>>>

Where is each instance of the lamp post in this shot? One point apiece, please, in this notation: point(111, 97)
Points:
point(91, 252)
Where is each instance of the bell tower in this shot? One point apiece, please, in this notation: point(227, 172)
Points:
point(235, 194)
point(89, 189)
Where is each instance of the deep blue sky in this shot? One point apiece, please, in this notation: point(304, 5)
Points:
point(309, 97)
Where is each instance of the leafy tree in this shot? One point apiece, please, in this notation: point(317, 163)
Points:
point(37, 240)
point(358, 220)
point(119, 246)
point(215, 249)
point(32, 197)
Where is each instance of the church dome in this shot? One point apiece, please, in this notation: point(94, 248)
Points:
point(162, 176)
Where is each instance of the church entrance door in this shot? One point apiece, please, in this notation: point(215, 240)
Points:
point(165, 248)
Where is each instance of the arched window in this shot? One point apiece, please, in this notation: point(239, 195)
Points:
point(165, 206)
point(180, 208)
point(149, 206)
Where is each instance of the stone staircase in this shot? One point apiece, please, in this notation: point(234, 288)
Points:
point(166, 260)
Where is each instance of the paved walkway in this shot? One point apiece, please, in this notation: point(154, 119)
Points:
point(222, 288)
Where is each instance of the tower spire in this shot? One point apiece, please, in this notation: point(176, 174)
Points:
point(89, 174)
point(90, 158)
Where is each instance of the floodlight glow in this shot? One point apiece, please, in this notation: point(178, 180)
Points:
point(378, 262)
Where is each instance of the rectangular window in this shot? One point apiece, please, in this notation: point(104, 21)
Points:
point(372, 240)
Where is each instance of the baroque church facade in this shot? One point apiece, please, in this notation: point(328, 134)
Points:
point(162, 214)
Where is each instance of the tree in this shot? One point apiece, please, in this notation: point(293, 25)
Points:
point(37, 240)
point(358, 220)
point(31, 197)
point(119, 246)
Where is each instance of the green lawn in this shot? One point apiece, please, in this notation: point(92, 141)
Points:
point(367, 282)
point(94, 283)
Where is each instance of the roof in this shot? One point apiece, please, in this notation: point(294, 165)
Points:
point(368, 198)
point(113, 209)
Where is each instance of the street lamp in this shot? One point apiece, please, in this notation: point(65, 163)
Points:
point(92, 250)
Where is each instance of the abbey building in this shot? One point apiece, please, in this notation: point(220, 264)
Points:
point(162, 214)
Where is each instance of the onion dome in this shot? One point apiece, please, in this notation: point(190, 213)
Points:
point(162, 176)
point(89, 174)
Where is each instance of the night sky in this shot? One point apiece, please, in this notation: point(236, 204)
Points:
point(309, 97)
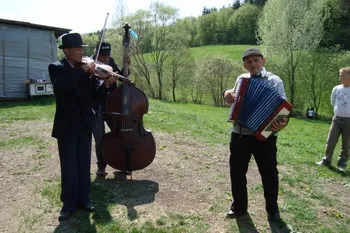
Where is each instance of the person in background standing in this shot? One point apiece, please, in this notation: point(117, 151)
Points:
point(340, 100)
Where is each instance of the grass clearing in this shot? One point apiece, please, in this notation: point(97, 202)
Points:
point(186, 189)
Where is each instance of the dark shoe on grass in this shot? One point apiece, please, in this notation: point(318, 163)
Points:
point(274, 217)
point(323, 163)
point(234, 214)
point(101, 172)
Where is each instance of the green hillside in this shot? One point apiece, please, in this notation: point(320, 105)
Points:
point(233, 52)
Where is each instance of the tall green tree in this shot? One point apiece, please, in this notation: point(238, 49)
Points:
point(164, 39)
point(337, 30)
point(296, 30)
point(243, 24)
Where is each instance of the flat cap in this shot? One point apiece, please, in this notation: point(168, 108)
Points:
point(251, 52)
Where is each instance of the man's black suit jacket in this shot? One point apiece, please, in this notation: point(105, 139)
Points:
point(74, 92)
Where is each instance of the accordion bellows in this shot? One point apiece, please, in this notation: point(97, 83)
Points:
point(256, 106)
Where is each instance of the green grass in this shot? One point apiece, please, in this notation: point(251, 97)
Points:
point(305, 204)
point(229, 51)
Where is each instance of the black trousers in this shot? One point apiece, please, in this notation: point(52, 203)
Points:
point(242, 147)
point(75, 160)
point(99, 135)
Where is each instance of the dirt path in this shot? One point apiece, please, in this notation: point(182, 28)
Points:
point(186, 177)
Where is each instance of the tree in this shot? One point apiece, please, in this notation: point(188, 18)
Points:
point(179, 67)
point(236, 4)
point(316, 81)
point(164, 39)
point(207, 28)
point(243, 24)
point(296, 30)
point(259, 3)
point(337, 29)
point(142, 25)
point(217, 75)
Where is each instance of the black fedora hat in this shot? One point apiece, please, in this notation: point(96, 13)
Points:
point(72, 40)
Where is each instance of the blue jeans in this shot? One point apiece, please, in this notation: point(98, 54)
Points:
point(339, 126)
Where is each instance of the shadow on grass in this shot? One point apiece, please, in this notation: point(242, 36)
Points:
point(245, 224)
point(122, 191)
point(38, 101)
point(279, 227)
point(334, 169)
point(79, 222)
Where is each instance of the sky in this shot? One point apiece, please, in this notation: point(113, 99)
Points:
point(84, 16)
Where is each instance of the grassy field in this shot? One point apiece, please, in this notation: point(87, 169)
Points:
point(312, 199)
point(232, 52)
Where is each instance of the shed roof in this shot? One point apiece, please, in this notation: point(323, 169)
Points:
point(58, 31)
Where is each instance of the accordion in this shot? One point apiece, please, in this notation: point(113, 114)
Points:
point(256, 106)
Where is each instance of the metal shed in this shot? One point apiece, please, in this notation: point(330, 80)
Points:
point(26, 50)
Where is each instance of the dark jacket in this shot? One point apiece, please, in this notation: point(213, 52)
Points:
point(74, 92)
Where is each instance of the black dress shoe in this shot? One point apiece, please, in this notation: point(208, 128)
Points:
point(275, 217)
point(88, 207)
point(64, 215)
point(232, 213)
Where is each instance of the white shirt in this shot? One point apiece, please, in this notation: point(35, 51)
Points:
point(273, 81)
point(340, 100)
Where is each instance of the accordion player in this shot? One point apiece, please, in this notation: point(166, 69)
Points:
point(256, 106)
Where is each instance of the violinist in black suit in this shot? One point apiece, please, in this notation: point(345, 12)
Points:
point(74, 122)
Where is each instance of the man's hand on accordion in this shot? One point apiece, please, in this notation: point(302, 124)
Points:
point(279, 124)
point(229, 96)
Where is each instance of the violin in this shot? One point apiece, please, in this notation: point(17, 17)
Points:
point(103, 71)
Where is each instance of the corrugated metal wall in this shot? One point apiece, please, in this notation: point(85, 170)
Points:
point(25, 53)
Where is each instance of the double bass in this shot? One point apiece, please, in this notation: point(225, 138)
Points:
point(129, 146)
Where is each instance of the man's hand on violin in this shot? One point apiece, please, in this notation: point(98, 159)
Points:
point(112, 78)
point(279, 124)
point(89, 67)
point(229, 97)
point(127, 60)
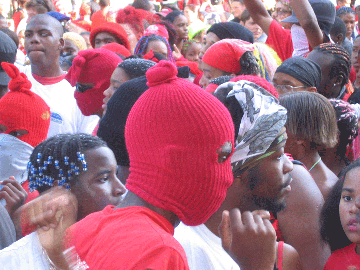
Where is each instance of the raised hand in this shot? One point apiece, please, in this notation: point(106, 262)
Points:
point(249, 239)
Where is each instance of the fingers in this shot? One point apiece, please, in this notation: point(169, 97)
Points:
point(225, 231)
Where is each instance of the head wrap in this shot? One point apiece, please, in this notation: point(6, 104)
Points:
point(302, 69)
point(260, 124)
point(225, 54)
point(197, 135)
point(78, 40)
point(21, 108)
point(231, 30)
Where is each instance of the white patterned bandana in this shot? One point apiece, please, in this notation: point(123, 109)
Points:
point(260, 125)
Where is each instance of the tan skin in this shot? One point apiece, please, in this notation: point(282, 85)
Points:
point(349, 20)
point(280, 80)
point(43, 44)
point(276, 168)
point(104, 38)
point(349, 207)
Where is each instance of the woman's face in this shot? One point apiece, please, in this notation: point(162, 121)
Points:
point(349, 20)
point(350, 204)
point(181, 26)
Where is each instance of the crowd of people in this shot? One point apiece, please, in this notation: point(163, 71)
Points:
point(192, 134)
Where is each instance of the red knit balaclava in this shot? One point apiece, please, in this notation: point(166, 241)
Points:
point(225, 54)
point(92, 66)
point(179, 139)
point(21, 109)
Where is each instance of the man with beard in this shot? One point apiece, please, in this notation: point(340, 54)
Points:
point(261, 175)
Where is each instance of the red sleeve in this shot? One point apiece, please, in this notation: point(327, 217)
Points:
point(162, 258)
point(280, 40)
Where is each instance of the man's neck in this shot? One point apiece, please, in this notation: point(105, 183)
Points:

<<<

Problem to work on: Reproduce the listing from the line containing "Where is each instance of the tan" through the line containing "point(181, 26)", both lines included, with every line unchanged.

Task response:
Where is each instance of the tan skin in this shot? One point apiece, please, in this notation: point(282, 85)
Points:
point(349, 20)
point(280, 80)
point(43, 44)
point(276, 168)
point(104, 38)
point(349, 207)
Where is each instance of the woman's face in this shot? One point apiece, please, in this notation: point(162, 121)
Points:
point(349, 20)
point(350, 204)
point(181, 26)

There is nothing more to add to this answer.